- _Selected extract_
★ ★ ★ ★ ★ ★ ★
Posted on Leave a comment

Empathy and the Shoah: The Act of Colorizing a Catastrophe

I. Culture in Conversation: Yusuf Tolga Ünker, Artist, Researcher

“There is safety in viewing the black and white photos from the Holocaust era. When we see the haunting eyes and faces of the tormented and tortured souls who were victimized by Nazi brutality, we can distance ourselves from the horrors that befell them due to the old look of those black and white images.” Against Oblivion Exhibition, October 2020

First, tell us a bit about yourself, your background and where you are from?

I’m an artist from Istanbul, and was born into a family of artists. My father Aykut Ünker is also a painter who started his art career at quite a young age. He was awarded his first prize in 1968, in the Young Artists Competition in Bulgaria. My mother and my father greatly impacted me in developing a passion for the arts, as well as my sister, who is a professional opera singer. They greatly supported us in our career paths. My mother also served as a great source of inspiration, as she encouraged us with her deep interest in art. I graduated from a specialized art high school, and did my Bachelors and Masters degrees at Mimar Sinan University in painting. I was a teacher for a while, however I wanted to continue my career path in academia. Since 2012, I’ve been an assistant researcher in the graphic design department at Maltepe University.

When did you first become interested in Jewish history and culture, and when did it first begin expressing itself in your art?

My interest in Jewish history and culture was first sparked in middle school when I started watching documentaries about World War II produced by the BBC. In high school I read Mein Kampf. The horrendous hate and statements against the Jewish people made me curious, and led me to research the Holocaust. I was already colorizing photos of other subjects in high school, and in university I continued my research on World War II and Jewish culture, which ultimately led me to begin colorizing photographs from the Holocaust.

Can you explain the inspiration and motivations behind you and your wife’s recent exhibition of colorized images from the Holocaust, Against Oblivion?

First of all, it’s important to note that my wife has contributed to, and helped me with my other exhibitions as well. As we well know, the reactions to works on this subject are not always positive, and my wife provides me with constant moral support and encouragement. She also supported and helped me during the preparation of this exhibition. The exhibition was curated by Jens Rusch, a well known German curator. The photographs in this exhibit were selected and curated from the private collection of an individual named Norbert Podlesny, an author on the subject of the Holocaust.

The subjects in these photographs are mostly from the ghettos; People discriminated against, and held captive in their own neighborhoods, or forced to live in the rundown areas of the city. These images show their lives in what we can accurately refer to as “open air prisons.” While the photographs from previous exhibitions were chronologically capturing the events of the Holocaust, these photographs show the daily life in the ghettos, giving us a glimpse into the routine and hardships of the individuals. For example, it is possible to see people plucking weeds from between stones by force, and other similar jobs that were imposed on them as indentured servants of the Nazi regime. This exhibition shows that the Holocaust is not limited to concentration camps, but to the minute aspects of daily life.

Do you have any connection to the Jewish community in Turkey? How have they received your work?

After I had my exhibition of colorized photographs from the Shoah in Florida, I wanted to exhibit it in Istanbul as well. The Jewish community gladly helped actualize the two exhibitions in Istanbul. These shows were hosted by The Quincentennial Foundation Museum of Turkish Jews, and curated by the museum manager, Nisya Isman Allovi. Afterwards, I made a third exhibition at the Ulus Jewish School of Istanbul, with the intention of bringing this education and empathy to the younger generation. They expressed their appreciation and thanked me for my work, thus building a good connection with the local community.
★ ★ ★ ★ ★ ★ ★
- _Listed entries_
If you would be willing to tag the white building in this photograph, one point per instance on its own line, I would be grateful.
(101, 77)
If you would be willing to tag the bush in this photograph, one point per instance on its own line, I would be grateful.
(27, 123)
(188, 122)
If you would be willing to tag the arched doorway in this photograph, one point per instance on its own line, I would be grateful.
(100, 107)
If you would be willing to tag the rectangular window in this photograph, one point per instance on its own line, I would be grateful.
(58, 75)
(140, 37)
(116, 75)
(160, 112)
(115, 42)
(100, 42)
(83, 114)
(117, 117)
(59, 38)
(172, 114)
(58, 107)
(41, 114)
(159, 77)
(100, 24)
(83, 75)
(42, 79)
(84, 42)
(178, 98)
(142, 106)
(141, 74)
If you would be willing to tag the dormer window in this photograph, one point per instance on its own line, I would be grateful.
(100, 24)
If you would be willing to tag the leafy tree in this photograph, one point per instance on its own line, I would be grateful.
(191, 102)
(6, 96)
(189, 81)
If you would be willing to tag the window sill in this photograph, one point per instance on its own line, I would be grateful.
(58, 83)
★ ★ ★ ★ ★ ★ ★
- _The task_
In the interview about colorizing Holocaust photographs, who curated the Against Oblivion exhibition? The entries have no connection to the interview.

- _Expected answer_
Jens Rusch, a well-known German curator, curated it.